◆ WHAT THE TASK ASKS
Would you copy the lines below exactly and omit the images?

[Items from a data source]
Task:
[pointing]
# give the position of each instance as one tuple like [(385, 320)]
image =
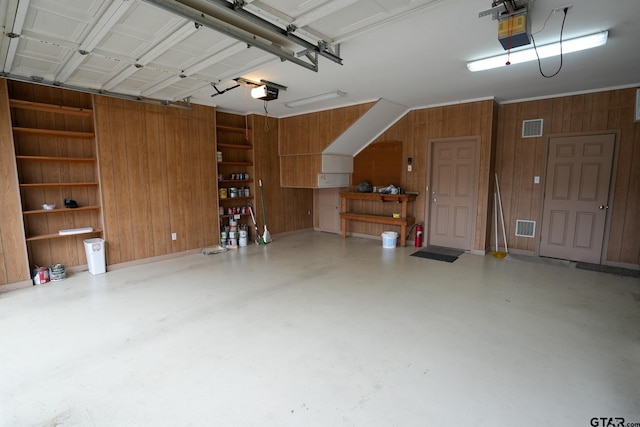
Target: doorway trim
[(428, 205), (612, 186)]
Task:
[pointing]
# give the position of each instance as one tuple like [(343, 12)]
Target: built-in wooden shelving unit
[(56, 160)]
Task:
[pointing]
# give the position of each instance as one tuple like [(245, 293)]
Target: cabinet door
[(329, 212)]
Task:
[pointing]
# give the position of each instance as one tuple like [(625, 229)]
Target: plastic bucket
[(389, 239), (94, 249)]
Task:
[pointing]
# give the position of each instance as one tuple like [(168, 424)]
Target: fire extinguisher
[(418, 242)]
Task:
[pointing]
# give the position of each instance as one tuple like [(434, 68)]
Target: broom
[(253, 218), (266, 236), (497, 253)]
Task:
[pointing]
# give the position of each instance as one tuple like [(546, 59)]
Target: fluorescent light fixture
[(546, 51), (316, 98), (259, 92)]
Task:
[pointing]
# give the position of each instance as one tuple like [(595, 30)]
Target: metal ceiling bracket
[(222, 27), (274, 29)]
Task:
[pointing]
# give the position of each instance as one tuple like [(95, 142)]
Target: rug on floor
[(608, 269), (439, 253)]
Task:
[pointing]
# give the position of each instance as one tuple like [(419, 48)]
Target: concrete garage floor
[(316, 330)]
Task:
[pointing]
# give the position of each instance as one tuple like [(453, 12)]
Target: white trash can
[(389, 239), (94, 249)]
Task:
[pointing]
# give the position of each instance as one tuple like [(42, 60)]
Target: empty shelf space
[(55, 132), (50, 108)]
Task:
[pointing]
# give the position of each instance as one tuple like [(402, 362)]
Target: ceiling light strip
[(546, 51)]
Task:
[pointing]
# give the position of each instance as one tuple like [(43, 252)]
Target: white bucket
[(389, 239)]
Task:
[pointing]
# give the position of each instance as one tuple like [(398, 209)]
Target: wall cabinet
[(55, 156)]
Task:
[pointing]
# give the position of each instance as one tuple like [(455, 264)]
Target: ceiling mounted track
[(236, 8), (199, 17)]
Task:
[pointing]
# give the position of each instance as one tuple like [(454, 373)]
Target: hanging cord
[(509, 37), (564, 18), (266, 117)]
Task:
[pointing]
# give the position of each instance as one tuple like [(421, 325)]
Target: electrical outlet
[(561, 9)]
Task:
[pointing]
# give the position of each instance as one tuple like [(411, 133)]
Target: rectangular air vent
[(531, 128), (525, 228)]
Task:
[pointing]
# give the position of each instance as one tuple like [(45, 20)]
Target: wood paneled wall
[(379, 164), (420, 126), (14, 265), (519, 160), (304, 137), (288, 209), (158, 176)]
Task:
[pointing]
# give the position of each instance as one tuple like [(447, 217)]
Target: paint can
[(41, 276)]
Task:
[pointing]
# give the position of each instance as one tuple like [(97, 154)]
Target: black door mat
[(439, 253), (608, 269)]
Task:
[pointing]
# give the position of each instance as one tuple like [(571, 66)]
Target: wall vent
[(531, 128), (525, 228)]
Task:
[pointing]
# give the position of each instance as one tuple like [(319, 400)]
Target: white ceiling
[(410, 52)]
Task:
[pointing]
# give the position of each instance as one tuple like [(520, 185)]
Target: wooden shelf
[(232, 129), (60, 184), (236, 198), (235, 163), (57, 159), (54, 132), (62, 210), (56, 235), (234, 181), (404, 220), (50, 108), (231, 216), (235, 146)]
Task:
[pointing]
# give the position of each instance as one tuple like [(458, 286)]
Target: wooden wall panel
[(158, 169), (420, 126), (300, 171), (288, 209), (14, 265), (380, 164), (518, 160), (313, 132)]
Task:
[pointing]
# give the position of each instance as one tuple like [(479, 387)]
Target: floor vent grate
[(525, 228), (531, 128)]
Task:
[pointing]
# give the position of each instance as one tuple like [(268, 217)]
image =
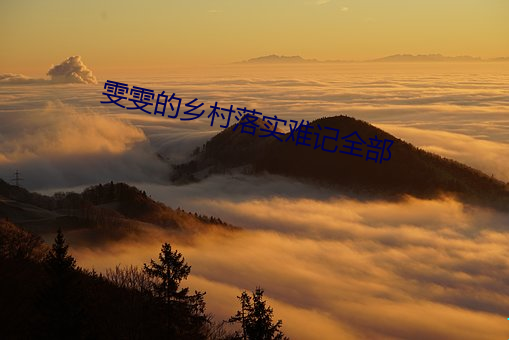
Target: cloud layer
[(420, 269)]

◆ SOLUTION FOR THIS TASK
Task:
[pointing]
# give the position of each instance as one tuple like [(385, 320)]
image =
Target: doorway trim
[(428, 205), (612, 186)]
Task:
[pointing]
# give the position of each instance as one tuple like [(343, 12)]
Target: built-in wooden shelving unit
[(56, 160)]
Task:
[pointing]
# give the position of each instance as one tuple like [(245, 293)]
Target: cabinet door
[(329, 212)]
Task:
[pointing]
# give the position of each instance as one tuple like [(625, 229)]
Target: plastic bucket
[(389, 239), (94, 249)]
Task:
[pointing]
# give the position of each instance as one tuple like [(168, 424)]
Target: fire extinguisher
[(418, 242)]
Task:
[pointing]
# give the position of each instance as one tuple like [(434, 68)]
Target: broom
[(253, 218), (266, 236), (497, 253)]
Task:
[pointing]
# give the position of each instance as one tuple like [(546, 59)]
Target: fluorescent light fixture
[(546, 51), (316, 98), (259, 92)]
Task:
[pointing]
# give the position of each instance as one tuple like [(595, 30)]
Target: metal ceiling bracket
[(222, 27), (274, 29)]
Task:
[pointing]
# give the position of each instance as one tuple like [(95, 142)]
Target: rug on floor
[(608, 269), (439, 253)]
Task:
[pointing]
# give the position of each instance as one tuple like [(419, 48)]
Target: concrete garage floor
[(316, 330)]
Task:
[pointing]
# give the position of each instance as one tuple like [(453, 12)]
Target: white trash can
[(389, 239), (94, 249)]
Task:
[pointing]
# give the position of each instance as one tuple like [(42, 60)]
Target: empty shelf space
[(55, 132), (50, 108)]
Task:
[pointing]
# give the position of each instance as one tuple like [(402, 362)]
Target: ceiling light strip
[(546, 51)]
Task:
[pointing]
# give the position of each instance as one tuple like [(43, 252)]
Target: white bucket
[(389, 239)]
Task:
[pointing]
# give the position of each instance as one tuple like [(398, 209)]
Target: wall cabinet
[(55, 156)]
Task:
[pointing]
# give the position of each instance as one tuple like [(455, 264)]
Target: ceiling mounted track
[(236, 8), (199, 17)]
Task:
[pointing]
# give the position of each instance as one tuple like [(454, 373)]
Target: hanging cord
[(509, 37), (564, 18), (266, 117)]
Task:
[pointing]
# give the position of each instance as one tuple like [(421, 325)]
Target: electrical outlet
[(561, 9)]
Task:
[pointing]
# give the position of each instance as one tuple like [(411, 133)]
Target: rectangular air vent
[(531, 128), (525, 228)]
Task:
[pointing]
# give the position of each instance as one tuple like [(45, 20)]
Target: wood paneled wall
[(379, 164), (420, 126), (14, 265), (519, 160), (304, 137), (288, 209), (158, 176)]
Task:
[pointing]
# give the position of each instance as one tuple like [(447, 217)]
Target: paint can
[(41, 276)]
Task:
[pointing]
# give the position of each instance as one tuple like [(97, 154)]
Target: black door mat
[(439, 253), (608, 269)]
Task:
[pointing]
# give the position of each instance as one tuple like [(571, 66)]
Target: wall vent
[(531, 128), (525, 228)]
Task:
[pointing]
# give the position of each instance as one tuple like [(319, 400)]
Target: white ceiling
[(410, 52)]
Task:
[pointing]
# give the position of each instance as one tuple like [(520, 185)]
Target: wooden shelf
[(232, 129), (60, 184), (236, 198), (235, 163), (57, 159), (54, 132), (62, 210), (56, 235), (234, 181), (404, 220), (50, 108), (231, 216), (235, 146)]
Task:
[pointing]
# give the position of each instance as one tuple like [(458, 286)]
Target: wooden wall panel
[(158, 169), (420, 126), (300, 171), (288, 209), (14, 265), (380, 164), (518, 160), (313, 132)]
Task:
[pointing]
# give the position of each instance as one tuple like [(479, 387)]
Target: floor vent grate
[(525, 228), (531, 128)]
Task:
[pointing]
# give the position of each instance as one tuple like [(268, 217)]
image =
Target: cloud layer
[(420, 269)]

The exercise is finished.